Copy out the rows below, switching every "instance" to "occurrence" and leaving all else unchanged.

>> Start Records to use

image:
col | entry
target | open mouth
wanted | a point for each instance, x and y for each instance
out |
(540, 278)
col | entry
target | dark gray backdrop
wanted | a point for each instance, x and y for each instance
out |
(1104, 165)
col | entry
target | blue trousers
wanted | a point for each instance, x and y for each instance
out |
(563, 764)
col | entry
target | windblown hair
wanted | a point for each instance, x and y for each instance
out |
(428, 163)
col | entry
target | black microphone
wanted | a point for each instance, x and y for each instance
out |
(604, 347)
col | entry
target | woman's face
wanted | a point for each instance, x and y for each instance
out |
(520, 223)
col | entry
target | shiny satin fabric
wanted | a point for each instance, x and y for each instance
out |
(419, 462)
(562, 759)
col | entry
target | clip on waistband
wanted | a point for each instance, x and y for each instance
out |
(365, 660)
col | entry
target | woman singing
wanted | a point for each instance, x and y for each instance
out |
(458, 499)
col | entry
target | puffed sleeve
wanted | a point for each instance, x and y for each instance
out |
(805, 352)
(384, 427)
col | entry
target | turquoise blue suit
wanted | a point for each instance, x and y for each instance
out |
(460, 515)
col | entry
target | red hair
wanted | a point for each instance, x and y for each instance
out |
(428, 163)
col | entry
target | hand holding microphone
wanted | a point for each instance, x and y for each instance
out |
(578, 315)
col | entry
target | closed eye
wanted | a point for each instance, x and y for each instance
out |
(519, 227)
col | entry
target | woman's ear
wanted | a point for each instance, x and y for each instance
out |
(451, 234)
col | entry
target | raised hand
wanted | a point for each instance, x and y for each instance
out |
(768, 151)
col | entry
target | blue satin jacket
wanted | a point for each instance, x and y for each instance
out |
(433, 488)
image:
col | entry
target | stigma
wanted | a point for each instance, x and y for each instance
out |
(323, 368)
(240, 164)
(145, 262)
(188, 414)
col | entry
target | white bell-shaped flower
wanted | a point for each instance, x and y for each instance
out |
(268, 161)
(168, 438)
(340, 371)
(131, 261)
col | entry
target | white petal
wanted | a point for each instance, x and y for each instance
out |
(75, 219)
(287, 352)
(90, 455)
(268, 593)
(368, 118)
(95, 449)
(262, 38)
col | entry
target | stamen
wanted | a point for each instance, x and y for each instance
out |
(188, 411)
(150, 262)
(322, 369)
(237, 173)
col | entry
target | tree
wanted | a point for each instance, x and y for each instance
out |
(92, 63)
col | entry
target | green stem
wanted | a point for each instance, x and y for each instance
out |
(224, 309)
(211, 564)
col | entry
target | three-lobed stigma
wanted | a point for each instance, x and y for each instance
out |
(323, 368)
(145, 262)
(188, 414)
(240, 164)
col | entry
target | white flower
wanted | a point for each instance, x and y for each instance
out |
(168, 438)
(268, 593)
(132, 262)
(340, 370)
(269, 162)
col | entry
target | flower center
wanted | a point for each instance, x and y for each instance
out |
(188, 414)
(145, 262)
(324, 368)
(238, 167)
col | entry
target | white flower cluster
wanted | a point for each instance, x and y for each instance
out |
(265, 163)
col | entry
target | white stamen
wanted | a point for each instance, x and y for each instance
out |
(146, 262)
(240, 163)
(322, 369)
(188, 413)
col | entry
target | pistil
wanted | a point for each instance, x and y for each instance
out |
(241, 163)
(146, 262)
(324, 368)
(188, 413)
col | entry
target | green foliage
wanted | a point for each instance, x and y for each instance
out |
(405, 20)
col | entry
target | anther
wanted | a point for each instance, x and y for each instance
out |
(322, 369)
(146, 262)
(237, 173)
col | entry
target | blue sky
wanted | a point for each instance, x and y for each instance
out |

>> End Records to use

## The result:
image:
col | entry
target | open mouth
wanted | a point for each occurrence, x and y for each occurrence
out |
(540, 278)
col | entry
target | dark gray backdrop
wanted | a point for each occurrence, x and y for each occurrence
out |
(1104, 165)
col | entry
target | blue trousers
wanted | a point for each occurrence, x and y for each occurrence
out |
(563, 764)
col | entry
target | windblown hair
wanted | a point for each occurrence, x and y for each occurrence
out |
(428, 163)
col | entry
target | black microphone
wanted | a point for each occurrence, x and y for each occurrence
out |
(604, 347)
col | entry
target | woman's face
wanted | a point for each occurrence, x and y for each occurrence
out |
(520, 223)
col | entry
target | shiny satin fabric
wanted | a point for each occurrence, x and y for each occurrence
out |
(419, 462)
(562, 759)
col | entry
target | clip on waistband
wanted | a point for each occurrence, x and y for each occurrence
out |
(365, 660)
col | entry
target | woman singing
wanted | a point for each occurrence, x and y for each occurrence
out |
(458, 499)
col | entry
target | puffed sleeve
wanted | a point for each occurrence, x and y for each occurrence
out |
(805, 352)
(384, 427)
col | entry
target | turquoise blue suit
wanted | a point for each occurrence, x and y for each occurrence
out |
(460, 515)
col | entry
target | red hair
wanted | a point for each occurrence, x and y for each occurrence
out |
(428, 163)
col | entry
target | hand holding microphone
wanted | a point for each occurrence, x and y for each occurrence
out |
(578, 315)
col | entry
target | closed eye
wanted | a point for each occurrence, x and y for each occurrence
out |
(519, 227)
col | entry
target | woman's ear
wanted | a point for each occurrence, x and y for each occurrence
out |
(451, 234)
col | entry
target | raised hand
wanted | a point for each occurrence, x and y for each occurrence
out |
(768, 151)
col | entry
target | blue satin jacket
wanted | a point for each occurrence, x and y for each occurrence
out |
(433, 488)
image:
col | entry
target | stigma
wanted | a point for each occurrence, x and y for each occurrence
out |
(323, 368)
(240, 164)
(145, 262)
(188, 414)
col | entry
target | white bell-shaped flower
wanted | a point for each occurrence, x and y for each occurrence
out |
(268, 161)
(168, 438)
(340, 371)
(131, 261)
col | entry
target | white petal
wanted | a point for each occurrence, x and y for each occurrence
out |
(75, 219)
(287, 352)
(90, 455)
(268, 593)
(368, 118)
(95, 449)
(262, 38)
col | entry
target | stamen
wanted | a point for each occurrence, x and y for each occurrence
out |
(188, 411)
(150, 262)
(322, 369)
(237, 173)
col | entry
target | tree
wanted | a point for each occurrence, x and y for each occurrence
out |
(92, 63)
col | entry
target | green stem
wanted | a point for each occurrence, x and y for each occurrence
out |
(224, 309)
(211, 564)
col | entry
target | three-lobed stigma
wanted | a point for each occurrence, x and y for each occurrence
out |
(323, 368)
(145, 262)
(188, 414)
(240, 164)
col | entry
target | white flower
wanted | a point for each occurrence, x and y for each occurrence
out |
(168, 438)
(268, 593)
(132, 262)
(340, 370)
(269, 162)
col | entry
target | flower center
wanted | a point for each occurrence, x and y for each occurrence
out |
(188, 414)
(145, 262)
(324, 368)
(238, 167)
col | entry
target | white flower cluster
wanted | a point for each occurrence, x and y for each occurrence
out |
(265, 163)
col | entry
target | white stamen
wanted | a point for each occurrence, x and y for each occurrence
out |
(146, 262)
(240, 163)
(322, 369)
(188, 413)
col | entry
target | pistil
wanted | a point for each occurrence, x and y for each occurrence
out |
(241, 163)
(146, 262)
(324, 368)
(188, 413)
col | entry
target | green foliage
wanted | a point for each occurrence, x and y for each occurrence
out |
(405, 20)
col | entry
target | anther
wanted | a point for each occurrence, x and y for each occurrence
out |
(322, 369)
(146, 262)
(237, 173)
col | entry
target | blue sky
wanted | a point for each occurrence, x and y for each occurrence
out |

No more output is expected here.